*DATASET*:
──────

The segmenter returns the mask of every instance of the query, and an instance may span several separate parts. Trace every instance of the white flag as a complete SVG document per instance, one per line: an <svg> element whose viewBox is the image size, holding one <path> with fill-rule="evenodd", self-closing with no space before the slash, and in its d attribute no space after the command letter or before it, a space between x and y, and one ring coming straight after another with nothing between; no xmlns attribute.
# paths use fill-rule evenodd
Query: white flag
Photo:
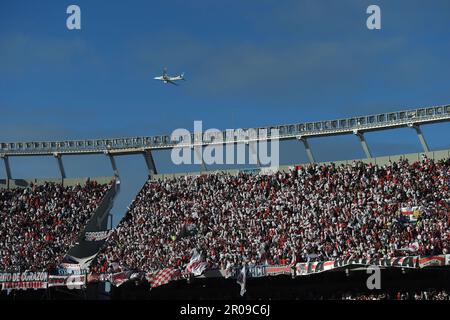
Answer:
<svg viewBox="0 0 450 320"><path fill-rule="evenodd" d="M202 273L206 270L208 267L208 263L206 261L201 261L202 255L194 249L194 252L191 257L191 261L189 261L186 272L192 273L194 276L201 276Z"/></svg>
<svg viewBox="0 0 450 320"><path fill-rule="evenodd" d="M241 297L243 297L245 292L247 292L247 290L245 289L245 284L247 282L247 270L245 268L245 265L242 268L241 272L239 272L236 282L241 286Z"/></svg>
<svg viewBox="0 0 450 320"><path fill-rule="evenodd" d="M224 275L225 279L228 279L232 276L232 273L233 273L232 268L233 268L233 264L230 261L228 261L227 266L225 267L225 275Z"/></svg>
<svg viewBox="0 0 450 320"><path fill-rule="evenodd" d="M419 243L416 241L411 243L410 245L399 249L398 251L409 251L409 252L417 252L419 251Z"/></svg>

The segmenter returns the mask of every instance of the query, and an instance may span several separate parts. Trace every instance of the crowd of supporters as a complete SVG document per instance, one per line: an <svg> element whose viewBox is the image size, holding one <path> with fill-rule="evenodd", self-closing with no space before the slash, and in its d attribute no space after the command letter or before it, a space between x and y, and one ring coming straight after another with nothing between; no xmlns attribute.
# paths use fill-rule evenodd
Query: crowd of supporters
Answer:
<svg viewBox="0 0 450 320"><path fill-rule="evenodd" d="M342 295L342 300L450 300L450 295L446 290L425 290L425 291L398 291L381 293L347 293Z"/></svg>
<svg viewBox="0 0 450 320"><path fill-rule="evenodd" d="M447 254L449 202L450 161L426 157L149 180L93 270L183 268L194 249L220 269Z"/></svg>
<svg viewBox="0 0 450 320"><path fill-rule="evenodd" d="M47 271L70 249L110 185L0 190L0 271Z"/></svg>

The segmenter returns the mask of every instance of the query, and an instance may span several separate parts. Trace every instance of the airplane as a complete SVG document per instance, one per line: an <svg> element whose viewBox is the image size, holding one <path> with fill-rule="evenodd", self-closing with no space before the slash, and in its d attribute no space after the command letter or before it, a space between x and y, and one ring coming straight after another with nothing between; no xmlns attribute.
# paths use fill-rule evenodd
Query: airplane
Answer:
<svg viewBox="0 0 450 320"><path fill-rule="evenodd" d="M163 70L163 75L162 75L162 76L154 77L153 79L155 79L155 80L160 80L160 81L164 81L164 83L174 84L174 85L176 85L176 86L177 86L178 84L176 84L175 81L178 81L178 80L186 80L186 79L184 79L184 72L183 72L182 74L178 75L178 76L171 77L171 76L169 76L169 75L167 74L167 68L164 68L164 70Z"/></svg>

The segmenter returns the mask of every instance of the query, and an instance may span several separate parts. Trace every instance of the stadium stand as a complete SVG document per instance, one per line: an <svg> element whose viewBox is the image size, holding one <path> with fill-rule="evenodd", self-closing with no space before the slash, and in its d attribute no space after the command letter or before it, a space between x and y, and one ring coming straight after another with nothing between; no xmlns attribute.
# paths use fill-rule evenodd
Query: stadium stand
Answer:
<svg viewBox="0 0 450 320"><path fill-rule="evenodd" d="M344 294L342 300L438 300L448 301L450 295L445 290L429 289L425 291L398 291L370 294Z"/></svg>
<svg viewBox="0 0 450 320"><path fill-rule="evenodd" d="M311 164L149 180L91 270L208 269L448 254L450 160Z"/></svg>
<svg viewBox="0 0 450 320"><path fill-rule="evenodd" d="M63 186L23 180L0 189L0 271L56 268L113 185L109 181Z"/></svg>

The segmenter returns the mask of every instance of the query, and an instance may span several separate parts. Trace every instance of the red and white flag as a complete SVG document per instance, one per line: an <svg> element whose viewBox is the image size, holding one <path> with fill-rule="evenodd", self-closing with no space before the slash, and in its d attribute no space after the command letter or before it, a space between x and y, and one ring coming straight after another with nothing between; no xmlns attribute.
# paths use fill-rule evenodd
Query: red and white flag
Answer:
<svg viewBox="0 0 450 320"><path fill-rule="evenodd" d="M180 270L167 268L153 273L147 273L145 277L150 283L150 287L156 288L168 284L171 281L178 280L180 276Z"/></svg>

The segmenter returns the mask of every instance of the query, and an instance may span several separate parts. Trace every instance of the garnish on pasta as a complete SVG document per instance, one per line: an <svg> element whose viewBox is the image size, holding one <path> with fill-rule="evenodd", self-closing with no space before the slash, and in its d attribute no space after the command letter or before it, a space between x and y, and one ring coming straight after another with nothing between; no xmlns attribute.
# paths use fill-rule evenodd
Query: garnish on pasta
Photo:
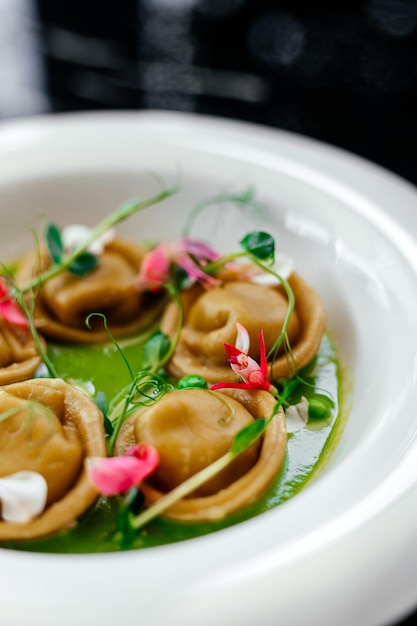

──────

*YOUR INSTRUCTIONS*:
The answer is every line of the data, exactly as written, with the pictures dropped.

*RESPONSE TO THE EXERCISE*:
The segmenter returns the mask of every instance of the query, and an instance may span several separate parts. Trace every instance of the white flag as a complete SVG document per instance, one per line: an <svg> element whose viewBox is the image size, holding one <path> with fill-rule="evenodd", self-closing with no space before the slash, and in its d attribute no space after the command letter or before it, a space between x and y, and one ring coming straight after another with nothing between; no xmlns attribute.
# paths use fill-rule evenodd
Query: white flag
Photo:
Answer:
<svg viewBox="0 0 450 320"><path fill-rule="evenodd" d="M202 273L206 270L208 267L208 263L206 261L201 261L202 255L194 249L194 252L191 257L191 261L189 261L186 272L192 273L194 276L201 276Z"/></svg>
<svg viewBox="0 0 450 320"><path fill-rule="evenodd" d="M241 297L243 297L245 292L247 292L247 290L245 289L245 284L247 282L247 270L245 268L245 265L242 268L241 272L239 272L236 282L241 286Z"/></svg>
<svg viewBox="0 0 450 320"><path fill-rule="evenodd" d="M224 275L225 279L228 279L232 276L232 273L233 273L232 268L233 268L233 264L230 261L228 261L227 266L225 267L225 275Z"/></svg>
<svg viewBox="0 0 450 320"><path fill-rule="evenodd" d="M419 243L416 241L411 243L410 245L399 249L398 251L409 251L409 252L417 252L419 251Z"/></svg>

The segmenter returns the mask of every instance of the query, and an instance may span several separate parts. Trace every instance of the crowd of supporters as a complete SVG document per instance, one per line: an <svg> element whose viewBox is the image size, holding one <path> with fill-rule="evenodd", self-closing with no space before the slash, and in its d attribute no space after the command letter or before it, a space between x and y, and one ring coming straight after another with nothing between; no xmlns attribute.
# paths use fill-rule evenodd
Query: crowd of supporters
Answer:
<svg viewBox="0 0 450 320"><path fill-rule="evenodd" d="M342 295L342 300L450 300L450 295L446 290L425 290L425 291L398 291L381 293L347 293Z"/></svg>
<svg viewBox="0 0 450 320"><path fill-rule="evenodd" d="M447 254L449 202L450 161L426 157L149 180L93 270L183 268L194 249L220 269Z"/></svg>
<svg viewBox="0 0 450 320"><path fill-rule="evenodd" d="M47 271L70 249L110 185L0 190L0 271Z"/></svg>

The segmenter returns the mask of every instance of the query, and an instance may span several separate parts. Trace every instance of the airplane as a complete SVG document per instance, one per line: an <svg> element whose viewBox is the image size, holding one <path> with fill-rule="evenodd", self-closing with no space before the slash, and in its d attribute no space after the command letter or before it, a space between x and y, and one ring coming straight after another with nothing between; no xmlns attribute.
# paths use fill-rule evenodd
Query: airplane
Answer:
<svg viewBox="0 0 450 320"><path fill-rule="evenodd" d="M163 70L163 75L162 75L162 76L154 77L153 79L155 79L155 80L160 80L160 81L164 81L164 83L174 84L174 85L176 85L176 86L177 86L178 84L176 84L175 81L178 81L178 80L186 80L186 79L184 79L184 72L183 72L182 74L178 75L178 76L171 77L171 76L169 76L169 75L167 74L167 68L164 68L164 70Z"/></svg>

The segmenter returns the mask of every instance of the query, and an instance may span several separate parts. Trace every instance of the stadium stand as a complete SVG document per instance, one per line: an <svg> element whose viewBox is the image size, holding one <path> with fill-rule="evenodd", self-closing with no space before the slash, and in its d attribute no space after the command letter or before it, a space between x and y, and one ring coming straight after another with nothing between; no xmlns attribute.
# paths use fill-rule evenodd
Query: stadium stand
Answer:
<svg viewBox="0 0 450 320"><path fill-rule="evenodd" d="M344 294L342 300L438 300L448 301L450 295L445 290L429 289L425 291L398 291L370 294Z"/></svg>
<svg viewBox="0 0 450 320"><path fill-rule="evenodd" d="M311 164L149 180L91 270L208 269L448 254L450 160Z"/></svg>
<svg viewBox="0 0 450 320"><path fill-rule="evenodd" d="M63 186L23 180L0 189L0 271L56 268L113 185L109 181Z"/></svg>

The segmenter returns the mask of every instance of the query, and an instance may span several separate parts. Trace every instance of the red and white flag as a complete SVG document per instance, one per line: an <svg> element whose viewBox is the image size, holding one <path> with fill-rule="evenodd", self-closing with no space before the slash, and in its d attribute no space after the command letter or before it, a space between x and y, and one ring coming straight after another with nothing between; no xmlns attribute.
# paths use fill-rule evenodd
Query: red and white flag
Answer:
<svg viewBox="0 0 450 320"><path fill-rule="evenodd" d="M180 270L167 268L153 273L147 273L145 277L150 283L150 287L156 288L168 284L171 281L178 280L180 276Z"/></svg>

The segmenter returns the mask of every instance of the query, and an instance may span several separate parts. Trace every instance of the garnish on pasta as a complete SVG document per instance, one per line: an <svg> element whose viewBox is the image size, holding one <path> with fill-rule="evenodd", self-closing with no space before the slash, and in its d attribute no space after the command letter or before it, a space between x and y, and one ring coming straight after another with nothing between; no xmlns attribute.
# paths use fill-rule evenodd
Query: garnish on pasta
Photo:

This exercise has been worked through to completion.